Testo del documento:
┌──

Sentenza n. 344/2001

 CONSULTA ONLINE 

SENTENZA N. 344

ANNO 2001

 

REPUBBLICA ITALIANA

IN NOME DEL POPOLO ITALIANO

LA CORTE COSTITUZIONALE

composta dai signori Giudici:

- Fernando SANTOSUOSSO, Presidente

- Massimo VARI

- Riccardo CHIEPPA

- Gustavo ZAGREBELSKY

- Valerio ONIDA

- Carlo MEZZANOTTE

- Fernanda CONTRI

- Guido NEPPI MODONA

- Piero Alberto CAPOTOSTI

- Annibale MARINI

- Franco BILE

- Giovanni Maria FLICK

ha pronunciato la seguente

SENTENZA

nel giudizio di legittimità costituzionale della legge della Regione Friuli-Venezia Giulia, riapprovata il 4 ottobre 1999, recante "Disposizioni in materia di controlli degli impianti termici", promosso con ricorso del Presidente del Consiglio dei ministri, notificato il 21 ottobre 1999, depositato in cancelleria il 29 successivo ed iscritto al n. 36 del registro ricorsi 1999.

Visto l’atto di costituzione della Regione Friuli-Venezia Giulia;

udito nell’udienza pubblica del 25 settembre 2001 il Giudice relatore Valerio Onida;

uditi l’avvocato dello Stato Giuseppe Albenzio per il Presidente del Consiglio dei ministri e l’avvocato Mario Bertolissi per la Regione Friuli-Venezia Giulia.

Ritenuto in fatto

1. – Con ricorso notificato il 21 ottobre 1999 e depositato nella cancelleria di questa Corte il successivo 29 ottobre, il Presidente del Consiglio dei ministri ha sollevato, in riferimento all’art. 117 della Costituzione, questione di legittimità costituzionale dell’art. 1, commi 5 e 6, della legge regionale del Friuli-Venezia Giulia, riapprovata a maggioranza assoluta nella seduta del 4 ottobre 1999, recante "Disposizioni in materia di controlli degli impianti termici".

└──

Dati forniti:
┌──

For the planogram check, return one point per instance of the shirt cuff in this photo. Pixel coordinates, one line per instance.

└──
┌──

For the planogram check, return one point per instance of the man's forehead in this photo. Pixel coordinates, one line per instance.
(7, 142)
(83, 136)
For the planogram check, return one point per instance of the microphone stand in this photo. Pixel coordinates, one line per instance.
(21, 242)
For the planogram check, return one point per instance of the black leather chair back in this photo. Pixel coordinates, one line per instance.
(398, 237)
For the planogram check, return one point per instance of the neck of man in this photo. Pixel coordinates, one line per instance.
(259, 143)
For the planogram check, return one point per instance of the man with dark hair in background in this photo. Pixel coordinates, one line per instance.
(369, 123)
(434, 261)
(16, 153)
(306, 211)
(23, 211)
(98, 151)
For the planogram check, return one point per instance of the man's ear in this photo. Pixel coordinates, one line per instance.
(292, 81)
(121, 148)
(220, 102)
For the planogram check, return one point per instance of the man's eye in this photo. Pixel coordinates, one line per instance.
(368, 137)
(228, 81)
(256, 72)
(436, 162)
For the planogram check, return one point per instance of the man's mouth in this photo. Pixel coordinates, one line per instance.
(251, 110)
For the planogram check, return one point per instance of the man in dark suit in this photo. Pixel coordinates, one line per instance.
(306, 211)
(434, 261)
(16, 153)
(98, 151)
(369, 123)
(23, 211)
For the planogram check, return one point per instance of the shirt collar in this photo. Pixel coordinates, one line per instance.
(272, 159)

└──

Cosa fare:
**a.** Come si traduce in inglese questa frase della sentenza: "Con ricorso notificato il 21 ottobre 1999 e depositato nella cancelleria di questa Corte il successivo 29 ottobre, il Presidente del Consiglio dei ministri ha sollevato, in riferimento all’art. 117 della Costituzione, questione di legittimità costituzionale dell’art. 1, commi 5 e 6, della legge regionale del Friuli-Venezia Giulia, riapprovata a maggioranza assoluta nella seduta del 4 ottobre 1999, recante "Disposizioni in materia di controlli degli impianti termici"."?
**b.** Ricopia dalla sentenza il passo che va da "- Franco BILE" fino a "registro ricorsi 1999." incluso.

Risposte punto per punto:
**a.** By an application served on October 21, 1999, and filed with the registry of this Court on the following October 29, the President of the Council of Ministers raised, with reference to Article 117 of the Constitution, a question of the constitutional legitimacy of Article 1, paragraphs 5 and 6, of the regional law of Friuli-Venezia Giulia, re-approved by an absolute majority at the session of October 4, 1999, entitled "Provisions on the inspection of heating systems."

**b.**
- Franco BILE

- Giovanni Maria FLICK

ha pronunciato la seguente

SENTENZA

nel giudizio di legittimità costituzionale della legge della Regione Friuli-Venezia Giulia, riapprovata il 4 ottobre 1999, recante "Disposizioni in materia di controlli degli impianti termici", promosso con ricorso del Presidente del Consiglio dei ministri, notificato il 21 ottobre 1999, depositato in cancelleria il 29 successivo ed iscritto al n. 36 del registro ricorsi 1999.